Many hymn writers have made this connection over the centuries. For example, Cosmas the Melodist (d. 760) in his Canon for Christmas Day, Ode 1 writes,
Man, in God’s own Image made,
Man, by Satan’s wiles betrayed,
Man, on whom corruption preyed,
Shut out from hope of life and of salvation,
Today Christ maketh him a new creation,
For He hath triumphed gloriously!
Similarly in Ode 3,
The earthly Adam, erewhile quickened
By the blest breath of God on high,
Now made the victim of corruption,
By woman’s guile betrayed to die,
He, deceived by woman’s part,
Thou Who in my nature art,
Holy art Thou, Lord!
Thou, Jesus Christ, wast consubstantial
With this our perishable clay,
And, by assuming earthly nature,
Exaltedst it to heavenly day.
Thou, That wast as mortal born,
Being God adored,
Thou That liftest up our horn,
Holy art Thou, Lord!
And finally, in the sixth ode,
Christ comes, Incarnate God, amongst us now,
Begotten of the Father ere the day:
And He, to Whom the sinless legions bow,
Lies cradled, ‘midst unconscious beasts on hay:
And, by His homely swaddling-bands girt in,
Looses the many fetters of our sin.

______________________________

## What to do
(1) List every line of the hymn text that begins with the word "Thou."
(2) Translate this sentence from the hymn text into Spanish: "Many hymn writers have made this connection over the centuries."
(3) According to the hymn text, in what year did Cosmas the Melodist die?
The records come from a separate source and are unrelated to the hymn text.

______________________________

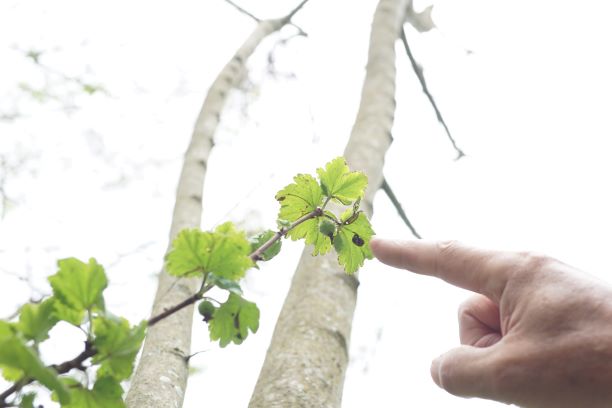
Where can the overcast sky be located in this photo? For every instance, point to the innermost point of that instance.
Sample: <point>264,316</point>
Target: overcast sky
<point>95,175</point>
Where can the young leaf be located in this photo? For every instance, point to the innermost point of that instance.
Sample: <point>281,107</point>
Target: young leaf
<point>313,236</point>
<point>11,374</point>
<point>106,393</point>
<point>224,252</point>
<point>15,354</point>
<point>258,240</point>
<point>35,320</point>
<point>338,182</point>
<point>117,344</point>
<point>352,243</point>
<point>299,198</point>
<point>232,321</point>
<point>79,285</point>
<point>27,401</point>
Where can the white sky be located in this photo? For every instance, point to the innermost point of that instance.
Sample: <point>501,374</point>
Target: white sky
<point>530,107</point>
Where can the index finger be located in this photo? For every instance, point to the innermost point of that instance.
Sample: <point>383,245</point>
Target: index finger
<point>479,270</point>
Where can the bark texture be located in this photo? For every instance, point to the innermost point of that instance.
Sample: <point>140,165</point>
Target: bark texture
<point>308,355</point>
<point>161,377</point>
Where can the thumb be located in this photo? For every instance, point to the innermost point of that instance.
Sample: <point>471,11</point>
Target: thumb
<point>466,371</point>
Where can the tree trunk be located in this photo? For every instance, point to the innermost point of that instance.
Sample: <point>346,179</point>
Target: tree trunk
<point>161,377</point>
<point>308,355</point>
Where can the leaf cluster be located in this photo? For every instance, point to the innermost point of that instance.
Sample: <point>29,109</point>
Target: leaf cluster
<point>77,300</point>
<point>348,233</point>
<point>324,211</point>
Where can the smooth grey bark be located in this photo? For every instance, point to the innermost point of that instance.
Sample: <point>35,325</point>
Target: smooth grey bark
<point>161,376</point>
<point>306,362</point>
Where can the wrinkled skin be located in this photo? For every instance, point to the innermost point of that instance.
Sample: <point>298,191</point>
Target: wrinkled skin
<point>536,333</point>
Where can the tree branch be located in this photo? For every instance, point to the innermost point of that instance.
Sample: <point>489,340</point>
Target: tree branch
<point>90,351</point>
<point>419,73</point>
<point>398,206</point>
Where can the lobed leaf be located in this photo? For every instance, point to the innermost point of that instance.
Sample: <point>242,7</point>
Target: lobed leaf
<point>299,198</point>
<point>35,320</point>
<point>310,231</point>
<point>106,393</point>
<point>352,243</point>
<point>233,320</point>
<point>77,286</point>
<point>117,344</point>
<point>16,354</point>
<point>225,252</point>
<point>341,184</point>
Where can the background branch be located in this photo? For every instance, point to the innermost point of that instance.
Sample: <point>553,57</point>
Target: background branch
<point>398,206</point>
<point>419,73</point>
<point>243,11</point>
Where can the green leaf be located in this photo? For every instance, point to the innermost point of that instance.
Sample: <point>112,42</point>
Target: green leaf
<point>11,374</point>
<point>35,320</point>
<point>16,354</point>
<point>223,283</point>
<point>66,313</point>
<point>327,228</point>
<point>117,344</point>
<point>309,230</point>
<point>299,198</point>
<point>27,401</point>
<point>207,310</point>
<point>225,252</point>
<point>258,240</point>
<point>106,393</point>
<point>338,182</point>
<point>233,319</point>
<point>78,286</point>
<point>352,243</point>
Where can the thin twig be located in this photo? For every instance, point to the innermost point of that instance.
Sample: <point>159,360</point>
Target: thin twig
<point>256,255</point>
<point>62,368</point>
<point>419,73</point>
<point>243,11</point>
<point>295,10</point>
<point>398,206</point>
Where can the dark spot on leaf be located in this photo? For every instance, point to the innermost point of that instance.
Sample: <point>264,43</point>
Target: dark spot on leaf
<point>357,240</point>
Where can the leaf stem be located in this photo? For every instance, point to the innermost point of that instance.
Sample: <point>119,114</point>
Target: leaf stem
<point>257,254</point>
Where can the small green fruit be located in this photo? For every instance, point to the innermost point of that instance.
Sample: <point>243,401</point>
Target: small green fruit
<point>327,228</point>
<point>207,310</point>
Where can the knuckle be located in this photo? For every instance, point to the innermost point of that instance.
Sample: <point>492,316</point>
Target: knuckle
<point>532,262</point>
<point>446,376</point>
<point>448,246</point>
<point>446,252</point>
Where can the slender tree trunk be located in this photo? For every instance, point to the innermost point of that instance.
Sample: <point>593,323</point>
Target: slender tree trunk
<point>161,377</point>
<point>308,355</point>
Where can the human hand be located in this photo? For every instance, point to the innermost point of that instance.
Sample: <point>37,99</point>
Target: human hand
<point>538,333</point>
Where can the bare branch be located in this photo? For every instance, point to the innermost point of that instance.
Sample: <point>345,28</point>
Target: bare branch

______________________________

## Solutions
(1)
Thou Who in my nature art,
Thou, Jesus Christ, wast consubstantial
Thou, That wast as mortal born,
Thou That liftest up our horn,

(2) Muchos autores de himnos han establecido esta conexión a lo largo de los siglos.

(3) He died in 760.